____ Information

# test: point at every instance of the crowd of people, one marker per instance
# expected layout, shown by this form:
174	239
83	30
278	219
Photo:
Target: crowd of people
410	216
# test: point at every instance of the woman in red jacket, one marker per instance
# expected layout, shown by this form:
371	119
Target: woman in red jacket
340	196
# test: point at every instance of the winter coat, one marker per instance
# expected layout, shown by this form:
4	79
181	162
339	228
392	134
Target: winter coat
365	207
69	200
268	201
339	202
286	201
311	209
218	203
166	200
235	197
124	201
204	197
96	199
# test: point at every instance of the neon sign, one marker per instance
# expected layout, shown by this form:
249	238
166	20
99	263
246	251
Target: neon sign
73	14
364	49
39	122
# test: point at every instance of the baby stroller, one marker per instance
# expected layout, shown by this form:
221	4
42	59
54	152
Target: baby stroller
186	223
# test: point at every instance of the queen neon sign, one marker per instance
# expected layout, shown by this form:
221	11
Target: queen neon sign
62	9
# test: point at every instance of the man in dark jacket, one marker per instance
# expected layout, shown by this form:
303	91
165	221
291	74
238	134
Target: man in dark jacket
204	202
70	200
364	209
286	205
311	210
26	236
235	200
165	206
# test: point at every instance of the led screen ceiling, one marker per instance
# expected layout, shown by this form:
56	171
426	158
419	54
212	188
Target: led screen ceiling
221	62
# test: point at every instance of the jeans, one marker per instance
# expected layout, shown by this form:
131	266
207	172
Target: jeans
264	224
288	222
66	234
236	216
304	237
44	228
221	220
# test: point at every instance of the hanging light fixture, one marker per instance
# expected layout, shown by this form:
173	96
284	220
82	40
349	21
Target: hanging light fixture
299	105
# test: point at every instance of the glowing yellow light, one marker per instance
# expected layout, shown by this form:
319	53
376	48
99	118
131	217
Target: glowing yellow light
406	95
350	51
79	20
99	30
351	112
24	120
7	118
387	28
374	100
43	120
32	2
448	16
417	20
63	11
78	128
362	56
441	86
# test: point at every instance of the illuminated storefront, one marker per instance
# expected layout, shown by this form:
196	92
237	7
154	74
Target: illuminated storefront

________

• **Problem description**:
Copy out the full listing exactly.

• **Solution to this task**:
# test: point at every instance of the crowd of people, one marker per instance
# expected layout, shown by this form:
174	239
83	30
278	219
Photo:
Target: crowd of people
410	216
# test: point at every instance of the woman in red jacket, one marker per instance
# expected layout, shown by this form:
371	119
Target: woman in red jacket
340	196
# test: point at every instance of the winter coat, one marker per instance
# expected layout, shown by this form:
4	79
181	162
339	228
392	134
Target: winter coat
365	207
69	200
268	201
339	202
286	201
311	209
218	203
166	200
235	197
124	201
204	197
96	199
# test: point at every instance of the neon sign, one marker per instance
# expected layout, shown by this form:
249	238
166	20
99	263
246	251
Target: neon sign
73	14
364	49
39	122
# test: point at every instance of the baby stroller, one marker per instance
# expected layout, shown by this form:
221	4
42	59
54	152
Target: baby stroller
186	223
# test: point at every instance of the queen neon sign, one marker per instance
# expected layout, shown by this form:
221	11
Target: queen neon sign
62	9
# test: point at every instance of the man in dark jacket, one marker per instance
# expected layout, shown by this form:
303	91
165	221
291	74
238	134
Target: man in dark jacket
204	202
70	200
364	209
286	205
311	210
26	236
235	200
165	206
# test: point at every instance of the led screen ceiling, one marker per instance
# expected layout, shown by this form:
56	171
426	158
419	54
212	188
Target: led screen ceiling
221	62
# test: point at every instance of the jeans, one marker per instance
# expected layout, shown by this form:
131	266
207	172
Target: jeans
264	224
288	222
66	234
236	216
304	237
44	228
221	220
# test: point at every instance of the hanging light fixture, one marker per instance
# expected layout, shown by this form:
173	96
284	220
82	40
349	21
Target: hanging light fixture
299	105
# test: point at every instance of the glowing yellow light, one marker per instance
# expected layout, shown by this form:
319	53
376	48
99	118
131	217
Target: glowing yellow light
406	95
350	51
79	20
99	30
351	112
24	120
7	118
387	28
374	100
43	120
32	2
448	16
417	20
63	11
78	128
362	56
441	86
# test: point at every instance of the illuminated storefront, one marker per instance
# expected layout, shown by this form:
196	92
237	7
154	74
Target: illuminated storefront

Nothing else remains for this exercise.